[Records from a collection]

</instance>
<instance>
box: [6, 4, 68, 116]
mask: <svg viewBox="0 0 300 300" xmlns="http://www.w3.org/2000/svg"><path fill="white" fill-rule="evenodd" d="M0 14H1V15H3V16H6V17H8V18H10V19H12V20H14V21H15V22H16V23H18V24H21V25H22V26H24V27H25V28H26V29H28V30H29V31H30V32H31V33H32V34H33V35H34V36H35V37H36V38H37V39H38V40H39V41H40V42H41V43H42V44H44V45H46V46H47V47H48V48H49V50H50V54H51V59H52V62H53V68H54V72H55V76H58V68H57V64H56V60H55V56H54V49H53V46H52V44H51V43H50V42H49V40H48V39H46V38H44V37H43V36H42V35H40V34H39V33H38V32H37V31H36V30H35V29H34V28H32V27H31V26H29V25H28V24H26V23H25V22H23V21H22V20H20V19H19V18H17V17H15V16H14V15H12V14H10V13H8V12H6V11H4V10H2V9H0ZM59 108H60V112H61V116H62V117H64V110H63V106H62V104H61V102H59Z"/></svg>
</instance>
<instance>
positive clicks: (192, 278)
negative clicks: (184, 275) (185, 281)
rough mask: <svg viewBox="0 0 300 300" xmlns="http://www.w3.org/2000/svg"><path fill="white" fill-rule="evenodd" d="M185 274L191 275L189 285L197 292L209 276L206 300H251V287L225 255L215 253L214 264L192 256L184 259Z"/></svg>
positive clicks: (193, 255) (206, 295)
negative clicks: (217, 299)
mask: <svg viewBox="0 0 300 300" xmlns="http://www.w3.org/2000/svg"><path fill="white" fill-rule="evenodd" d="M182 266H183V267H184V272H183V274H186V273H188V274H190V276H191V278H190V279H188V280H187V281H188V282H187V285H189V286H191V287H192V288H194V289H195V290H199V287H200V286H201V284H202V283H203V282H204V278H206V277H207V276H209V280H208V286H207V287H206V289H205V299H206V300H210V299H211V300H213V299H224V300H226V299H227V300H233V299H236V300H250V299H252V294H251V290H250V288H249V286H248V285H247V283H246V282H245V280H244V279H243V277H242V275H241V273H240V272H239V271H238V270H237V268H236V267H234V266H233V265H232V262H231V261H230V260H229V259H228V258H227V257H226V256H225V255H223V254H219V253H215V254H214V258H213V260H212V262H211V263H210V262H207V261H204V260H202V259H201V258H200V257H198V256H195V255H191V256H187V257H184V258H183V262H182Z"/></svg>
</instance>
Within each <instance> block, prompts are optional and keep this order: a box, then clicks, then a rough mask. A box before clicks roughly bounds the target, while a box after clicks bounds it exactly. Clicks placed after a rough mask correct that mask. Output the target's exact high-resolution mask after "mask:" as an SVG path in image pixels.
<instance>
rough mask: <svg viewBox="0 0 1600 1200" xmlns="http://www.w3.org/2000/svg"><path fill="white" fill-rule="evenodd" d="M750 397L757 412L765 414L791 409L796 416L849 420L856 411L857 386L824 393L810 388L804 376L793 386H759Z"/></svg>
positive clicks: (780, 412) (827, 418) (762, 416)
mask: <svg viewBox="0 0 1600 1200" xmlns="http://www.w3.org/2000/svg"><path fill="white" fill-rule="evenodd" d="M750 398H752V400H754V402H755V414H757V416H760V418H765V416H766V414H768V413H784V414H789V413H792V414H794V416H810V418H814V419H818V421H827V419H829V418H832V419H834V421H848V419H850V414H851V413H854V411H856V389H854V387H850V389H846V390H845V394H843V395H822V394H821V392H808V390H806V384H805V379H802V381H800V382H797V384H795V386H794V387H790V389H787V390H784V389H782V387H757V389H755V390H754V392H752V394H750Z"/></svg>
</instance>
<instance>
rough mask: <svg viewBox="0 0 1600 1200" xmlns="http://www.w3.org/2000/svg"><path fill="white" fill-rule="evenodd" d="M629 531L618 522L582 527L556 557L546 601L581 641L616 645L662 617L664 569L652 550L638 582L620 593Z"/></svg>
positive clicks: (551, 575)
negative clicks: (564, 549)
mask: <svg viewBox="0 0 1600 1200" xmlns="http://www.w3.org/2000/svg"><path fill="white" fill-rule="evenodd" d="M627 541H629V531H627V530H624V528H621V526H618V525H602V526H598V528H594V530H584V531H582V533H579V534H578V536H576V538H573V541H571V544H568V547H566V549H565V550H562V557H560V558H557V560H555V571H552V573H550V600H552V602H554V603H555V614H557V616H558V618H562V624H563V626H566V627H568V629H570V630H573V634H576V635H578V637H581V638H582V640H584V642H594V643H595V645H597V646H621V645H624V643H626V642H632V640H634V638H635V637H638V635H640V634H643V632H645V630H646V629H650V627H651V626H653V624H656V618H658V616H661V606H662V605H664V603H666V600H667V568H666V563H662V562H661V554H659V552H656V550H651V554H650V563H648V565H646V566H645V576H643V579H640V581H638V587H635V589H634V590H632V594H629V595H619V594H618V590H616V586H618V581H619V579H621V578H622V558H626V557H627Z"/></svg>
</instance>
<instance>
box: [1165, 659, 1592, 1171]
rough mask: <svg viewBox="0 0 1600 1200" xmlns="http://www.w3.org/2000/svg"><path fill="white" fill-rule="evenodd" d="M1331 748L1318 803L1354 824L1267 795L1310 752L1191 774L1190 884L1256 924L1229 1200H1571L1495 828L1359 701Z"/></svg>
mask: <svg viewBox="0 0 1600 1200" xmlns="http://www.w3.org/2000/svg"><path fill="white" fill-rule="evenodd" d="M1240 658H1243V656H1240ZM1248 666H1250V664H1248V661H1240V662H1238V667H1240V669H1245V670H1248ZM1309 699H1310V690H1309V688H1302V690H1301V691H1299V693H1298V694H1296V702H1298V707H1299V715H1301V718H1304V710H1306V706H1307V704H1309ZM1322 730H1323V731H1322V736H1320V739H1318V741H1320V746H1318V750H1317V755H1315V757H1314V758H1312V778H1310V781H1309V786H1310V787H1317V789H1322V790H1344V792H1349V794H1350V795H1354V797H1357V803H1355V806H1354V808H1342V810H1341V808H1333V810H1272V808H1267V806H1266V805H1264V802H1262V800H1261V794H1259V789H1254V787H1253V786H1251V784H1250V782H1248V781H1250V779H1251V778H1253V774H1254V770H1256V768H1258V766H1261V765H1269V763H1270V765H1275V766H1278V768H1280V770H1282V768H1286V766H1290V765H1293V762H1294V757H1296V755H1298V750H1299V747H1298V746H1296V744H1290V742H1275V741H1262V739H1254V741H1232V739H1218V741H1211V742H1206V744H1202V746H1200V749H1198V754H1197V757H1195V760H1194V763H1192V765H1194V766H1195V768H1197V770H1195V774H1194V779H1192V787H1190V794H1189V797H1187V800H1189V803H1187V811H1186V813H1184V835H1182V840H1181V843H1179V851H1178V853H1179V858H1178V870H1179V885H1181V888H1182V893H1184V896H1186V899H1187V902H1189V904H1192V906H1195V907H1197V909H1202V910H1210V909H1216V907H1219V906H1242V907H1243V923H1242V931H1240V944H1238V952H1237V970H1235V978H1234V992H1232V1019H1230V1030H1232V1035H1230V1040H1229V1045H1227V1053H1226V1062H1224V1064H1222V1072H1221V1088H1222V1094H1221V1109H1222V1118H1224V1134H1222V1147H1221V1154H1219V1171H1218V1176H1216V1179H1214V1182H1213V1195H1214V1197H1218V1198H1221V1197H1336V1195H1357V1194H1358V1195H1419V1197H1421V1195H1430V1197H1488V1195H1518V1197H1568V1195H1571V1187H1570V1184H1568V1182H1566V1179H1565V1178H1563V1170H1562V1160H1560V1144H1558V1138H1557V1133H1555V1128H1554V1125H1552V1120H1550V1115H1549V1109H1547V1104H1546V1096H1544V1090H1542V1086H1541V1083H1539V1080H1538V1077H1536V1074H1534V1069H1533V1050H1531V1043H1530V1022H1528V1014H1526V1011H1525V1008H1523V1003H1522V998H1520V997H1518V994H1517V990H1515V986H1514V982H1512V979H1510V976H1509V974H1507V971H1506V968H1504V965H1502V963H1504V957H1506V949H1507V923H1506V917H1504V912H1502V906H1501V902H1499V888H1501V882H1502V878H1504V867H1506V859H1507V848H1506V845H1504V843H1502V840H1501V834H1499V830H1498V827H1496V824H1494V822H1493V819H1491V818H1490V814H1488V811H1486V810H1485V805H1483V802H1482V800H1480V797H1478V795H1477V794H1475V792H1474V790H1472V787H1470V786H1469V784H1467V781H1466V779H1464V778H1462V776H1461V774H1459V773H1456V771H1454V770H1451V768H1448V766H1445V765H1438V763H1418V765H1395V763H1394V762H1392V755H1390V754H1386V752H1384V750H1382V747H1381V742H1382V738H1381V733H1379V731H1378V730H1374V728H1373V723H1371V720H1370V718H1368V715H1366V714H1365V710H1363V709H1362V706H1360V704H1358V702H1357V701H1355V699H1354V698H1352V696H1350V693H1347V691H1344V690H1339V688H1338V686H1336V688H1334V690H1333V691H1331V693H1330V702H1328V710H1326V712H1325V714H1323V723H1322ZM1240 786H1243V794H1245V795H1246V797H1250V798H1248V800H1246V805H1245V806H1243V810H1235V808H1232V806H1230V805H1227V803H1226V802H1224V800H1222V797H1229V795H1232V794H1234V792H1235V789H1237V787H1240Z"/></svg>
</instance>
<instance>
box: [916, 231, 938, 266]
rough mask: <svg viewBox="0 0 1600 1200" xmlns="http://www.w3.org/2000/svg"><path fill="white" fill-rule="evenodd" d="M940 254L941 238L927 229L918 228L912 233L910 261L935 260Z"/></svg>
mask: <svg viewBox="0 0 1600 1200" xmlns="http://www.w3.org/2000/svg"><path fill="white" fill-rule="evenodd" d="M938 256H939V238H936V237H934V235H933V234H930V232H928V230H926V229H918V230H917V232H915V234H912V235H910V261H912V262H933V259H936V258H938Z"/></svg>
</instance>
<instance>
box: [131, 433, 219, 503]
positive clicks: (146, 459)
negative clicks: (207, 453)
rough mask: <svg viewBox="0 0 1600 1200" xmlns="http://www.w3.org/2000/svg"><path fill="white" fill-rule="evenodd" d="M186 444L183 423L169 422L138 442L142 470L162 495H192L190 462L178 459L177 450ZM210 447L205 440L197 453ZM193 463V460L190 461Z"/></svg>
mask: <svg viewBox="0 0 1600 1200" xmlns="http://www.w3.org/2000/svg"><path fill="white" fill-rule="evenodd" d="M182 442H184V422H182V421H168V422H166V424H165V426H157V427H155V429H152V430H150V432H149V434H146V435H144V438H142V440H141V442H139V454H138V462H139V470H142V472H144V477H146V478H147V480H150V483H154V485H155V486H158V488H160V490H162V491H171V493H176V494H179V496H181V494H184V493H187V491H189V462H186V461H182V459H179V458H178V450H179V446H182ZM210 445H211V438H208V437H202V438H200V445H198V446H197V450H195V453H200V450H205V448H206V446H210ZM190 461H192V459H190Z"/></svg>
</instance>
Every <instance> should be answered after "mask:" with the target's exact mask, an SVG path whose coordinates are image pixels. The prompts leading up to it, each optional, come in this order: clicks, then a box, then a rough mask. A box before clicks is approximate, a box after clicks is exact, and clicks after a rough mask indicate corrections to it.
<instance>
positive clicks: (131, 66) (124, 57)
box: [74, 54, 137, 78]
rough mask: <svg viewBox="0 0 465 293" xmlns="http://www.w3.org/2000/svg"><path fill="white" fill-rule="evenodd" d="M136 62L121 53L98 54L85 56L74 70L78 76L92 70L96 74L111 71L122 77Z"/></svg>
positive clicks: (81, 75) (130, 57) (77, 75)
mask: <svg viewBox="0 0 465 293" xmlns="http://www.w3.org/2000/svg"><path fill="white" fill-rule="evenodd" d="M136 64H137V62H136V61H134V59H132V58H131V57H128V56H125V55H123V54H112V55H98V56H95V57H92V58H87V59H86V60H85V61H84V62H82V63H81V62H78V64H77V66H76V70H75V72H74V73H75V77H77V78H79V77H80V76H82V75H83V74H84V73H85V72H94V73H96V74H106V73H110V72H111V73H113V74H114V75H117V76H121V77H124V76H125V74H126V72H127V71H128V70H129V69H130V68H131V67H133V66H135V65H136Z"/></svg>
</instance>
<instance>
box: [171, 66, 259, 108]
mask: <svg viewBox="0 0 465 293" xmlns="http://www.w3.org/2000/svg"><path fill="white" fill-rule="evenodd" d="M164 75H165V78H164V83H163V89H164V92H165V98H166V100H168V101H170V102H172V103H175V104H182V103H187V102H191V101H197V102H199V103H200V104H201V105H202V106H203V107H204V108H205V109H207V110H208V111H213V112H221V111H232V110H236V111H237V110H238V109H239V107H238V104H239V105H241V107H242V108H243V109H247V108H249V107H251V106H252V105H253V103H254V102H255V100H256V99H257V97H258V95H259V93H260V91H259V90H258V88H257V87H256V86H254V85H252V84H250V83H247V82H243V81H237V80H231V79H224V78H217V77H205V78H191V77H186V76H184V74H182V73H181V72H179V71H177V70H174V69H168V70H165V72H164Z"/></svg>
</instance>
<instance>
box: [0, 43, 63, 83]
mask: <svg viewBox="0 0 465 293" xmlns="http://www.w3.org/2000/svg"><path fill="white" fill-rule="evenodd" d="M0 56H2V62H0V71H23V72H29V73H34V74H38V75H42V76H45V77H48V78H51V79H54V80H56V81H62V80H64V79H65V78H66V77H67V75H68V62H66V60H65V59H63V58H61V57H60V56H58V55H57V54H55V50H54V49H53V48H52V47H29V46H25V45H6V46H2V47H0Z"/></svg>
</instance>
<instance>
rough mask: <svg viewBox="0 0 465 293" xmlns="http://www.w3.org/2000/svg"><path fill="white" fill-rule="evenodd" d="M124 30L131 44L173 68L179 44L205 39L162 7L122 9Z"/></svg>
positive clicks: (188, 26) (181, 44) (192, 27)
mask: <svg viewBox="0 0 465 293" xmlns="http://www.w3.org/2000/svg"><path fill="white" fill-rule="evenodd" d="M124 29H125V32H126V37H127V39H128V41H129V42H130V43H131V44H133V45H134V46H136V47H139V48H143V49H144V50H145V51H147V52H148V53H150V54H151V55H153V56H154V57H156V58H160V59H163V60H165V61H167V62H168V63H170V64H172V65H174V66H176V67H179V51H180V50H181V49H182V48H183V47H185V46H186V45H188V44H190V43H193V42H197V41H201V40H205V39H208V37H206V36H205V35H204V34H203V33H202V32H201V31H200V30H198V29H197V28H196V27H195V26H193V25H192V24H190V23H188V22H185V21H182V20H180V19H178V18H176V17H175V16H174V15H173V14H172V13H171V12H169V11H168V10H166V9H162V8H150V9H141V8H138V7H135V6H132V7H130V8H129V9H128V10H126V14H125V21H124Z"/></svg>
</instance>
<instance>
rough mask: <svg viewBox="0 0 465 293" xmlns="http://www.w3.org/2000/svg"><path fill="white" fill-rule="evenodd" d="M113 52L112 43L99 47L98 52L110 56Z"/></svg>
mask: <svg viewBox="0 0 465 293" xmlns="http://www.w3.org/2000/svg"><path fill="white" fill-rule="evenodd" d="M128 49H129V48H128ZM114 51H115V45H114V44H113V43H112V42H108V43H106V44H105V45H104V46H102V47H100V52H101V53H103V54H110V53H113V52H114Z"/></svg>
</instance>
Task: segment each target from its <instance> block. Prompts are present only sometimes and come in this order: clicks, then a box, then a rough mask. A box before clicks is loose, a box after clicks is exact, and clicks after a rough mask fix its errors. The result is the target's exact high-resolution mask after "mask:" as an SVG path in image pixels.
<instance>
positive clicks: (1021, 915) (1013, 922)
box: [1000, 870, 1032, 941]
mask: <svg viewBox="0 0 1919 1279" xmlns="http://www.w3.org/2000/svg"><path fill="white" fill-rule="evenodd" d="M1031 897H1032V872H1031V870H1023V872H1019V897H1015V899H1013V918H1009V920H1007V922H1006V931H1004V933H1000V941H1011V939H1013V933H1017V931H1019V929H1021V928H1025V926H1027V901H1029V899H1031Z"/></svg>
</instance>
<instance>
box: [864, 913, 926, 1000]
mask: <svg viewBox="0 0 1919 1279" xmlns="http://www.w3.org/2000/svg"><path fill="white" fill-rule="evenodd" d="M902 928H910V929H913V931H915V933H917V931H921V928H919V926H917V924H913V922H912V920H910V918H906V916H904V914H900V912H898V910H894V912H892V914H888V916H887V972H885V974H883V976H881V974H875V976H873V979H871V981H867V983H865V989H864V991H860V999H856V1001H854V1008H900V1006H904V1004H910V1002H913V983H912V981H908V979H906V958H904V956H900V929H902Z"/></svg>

▸ Task directions:
Go to the line with "274L191 275L189 285L197" in the entries above and repeat every line from there through the line with "positive clicks: (193, 255) (206, 295)", exactly and with no other text.

▸ Answer space:
rough mask: <svg viewBox="0 0 300 300" xmlns="http://www.w3.org/2000/svg"><path fill="white" fill-rule="evenodd" d="M185 274L191 275L189 285L197 292L209 276L206 300H251V287L225 255L215 253L214 264L192 256L184 259Z"/></svg>
positive clicks: (193, 255) (206, 295)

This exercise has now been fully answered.